§ Written problem
State how many lines of the entries below contain the string "instances", matching case exactly. Give only the number.

-- START Excerpted records --

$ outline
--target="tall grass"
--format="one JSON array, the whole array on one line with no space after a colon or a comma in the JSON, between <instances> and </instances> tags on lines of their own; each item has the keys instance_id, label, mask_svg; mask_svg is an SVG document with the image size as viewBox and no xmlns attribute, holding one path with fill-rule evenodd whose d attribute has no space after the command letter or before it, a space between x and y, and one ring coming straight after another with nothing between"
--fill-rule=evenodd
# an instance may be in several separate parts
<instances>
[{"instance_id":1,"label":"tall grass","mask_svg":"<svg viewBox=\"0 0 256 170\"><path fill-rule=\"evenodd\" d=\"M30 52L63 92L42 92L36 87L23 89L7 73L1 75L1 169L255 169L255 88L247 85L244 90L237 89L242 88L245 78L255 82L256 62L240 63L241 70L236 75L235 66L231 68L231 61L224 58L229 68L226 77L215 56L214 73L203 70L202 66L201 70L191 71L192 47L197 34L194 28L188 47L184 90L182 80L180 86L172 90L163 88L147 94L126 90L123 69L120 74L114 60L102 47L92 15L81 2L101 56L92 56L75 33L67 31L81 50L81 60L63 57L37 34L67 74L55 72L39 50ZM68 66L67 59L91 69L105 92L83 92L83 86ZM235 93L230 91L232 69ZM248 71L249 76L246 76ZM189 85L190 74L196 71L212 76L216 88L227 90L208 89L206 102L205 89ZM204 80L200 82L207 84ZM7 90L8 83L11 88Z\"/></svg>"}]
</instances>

-- END Excerpted records --

§ Exercise answer
3